* TRECHO FORNECIDO:
⁂

A moradora do Jardim Independência, em São Vicente, permaneceu na Cadeia feminina anexa ao Segundo Distrito Policial de São Vicente por associação ao tráfico, por causa de um engano entre os números de celular da acusada e dela, dentro de uma investigação denominada 3T, que teve como objetivo desarticular ponto de venda de drogas no bairro Sion, em Itanhaém.
A advogada Angela Regina Monfardini, que a representou, insistiu bastante para que houvesse uma melhor comparação das informações, com direito ao extrato de ligações por parte da operadora de celular. Antes, foram três pedidos indeferidos de revogação da prisão temporária de Arlete, que conta toda a história na entrevista a seguir.
Procurada sobre o assunto, a Secretaria de Segurança Pública ainda não enviou resposta. Assim que fizer, será incluída nesta reportagem.
Como foi?
A polícia chegou na casa da minha mãe em 22 de novembro chamando por mim. Eu não morava mais lá. Tinha me mudado da casa de minha mãe havia três meses. Perguntaram por mim e ela disse que eu tinha me mudado. Eles fizeram minha mãe vir até minha casa com eles. Chamaram pelo portão pelo nome do meu marido. Na verdade, nem foi pelo meu. Moro em uma casa que fica no fundo. Pediram para abrir a porta, mas eu disse que não iria, pois não os conhecia. Eram 8 horas da manhã. Uma mulher sozinha dentro de casa, como eu, não iria abrir a porta para um homem desconhecido. Foi aí que eles falaram que minha mãe estava junto. Fiquei desesperada, pois pensei que estivesse acontecendo algo com ela. Quando eu saí na frente do portão, eles disseram que eram da polícia, que precisavam conversar comigo e se poderiam entrar. Não deixaram minha mãe entrar. Ela ficou do lado de fora na calçada com outro policial, enquanto três entraram na minha casa.

⁂

* MATERIAL FORNECIDO:
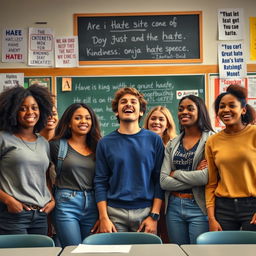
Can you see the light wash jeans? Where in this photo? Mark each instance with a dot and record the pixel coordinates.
(24, 222)
(185, 220)
(74, 216)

⁂

* DESAFIO 1: Segundo o trecho sobre a prisão da moradora de São Vicente, qual era o objetivo da investigação denominada 3T?
* DESAFIO 2: Escreva a continuação do trecho sobre a prisão da moradora de São Vicente, começando logo após a última frase apresentada.

* RESPOSTA ESCRITA 1: Desarticular um ponto de venda de drogas no bairro Sion, em Itanhaém.

* RESPOSTA ESCRITA 2:
E o que eles disseram?
Falaram que era uma investigação. Primeiramente perguntaram para mim se eu fazia algum depósito. E não entendi. Não sabia o que estava acontecendo. Falaram que eu estava sendo investigada, que eu tinha que comparecer até a delegacia. Não fizeram bagunça, ma revistaram minha casa. Então, disseram que eu tinha que acompanhá-los até a delegacia. Perguntei se tinha algum papel dizendo o porquê de eu ter de ir. Aí me mostraram o mandado de prisão. Eu falei: estou presa? E eles: não, você vai conversar com o delegado e qualquer coisa a gente traz você de volta. Tiraram-me daqui, minha mãe me acompanhou. Cheguei na delegacia e estava acontecendo uma operação. Nunca tinha entrado em uma delegacia. Aí o chefe da investigação perguntou se eu era a Arlete e eu confirmei. E ele me deu voz de prisão, dizendo que eu estava presa por fazer depósitos para o PCC. Comecei a questionar, dizendo que não era eu. A escrivã e eles chegaram a falar para mim: Por que você não diz a verdade e diz que é você? Como eu vou dizer se não sou eu? E disseram que tinham imagens e áudios. Se tem áudios, comparem a minha voz. Em nenhum momento quiseram me ouvir. Não prestei depoimento. Simplesmente eu falara que não era eu. E minha mãe estava super nervosa.
E o seu marido?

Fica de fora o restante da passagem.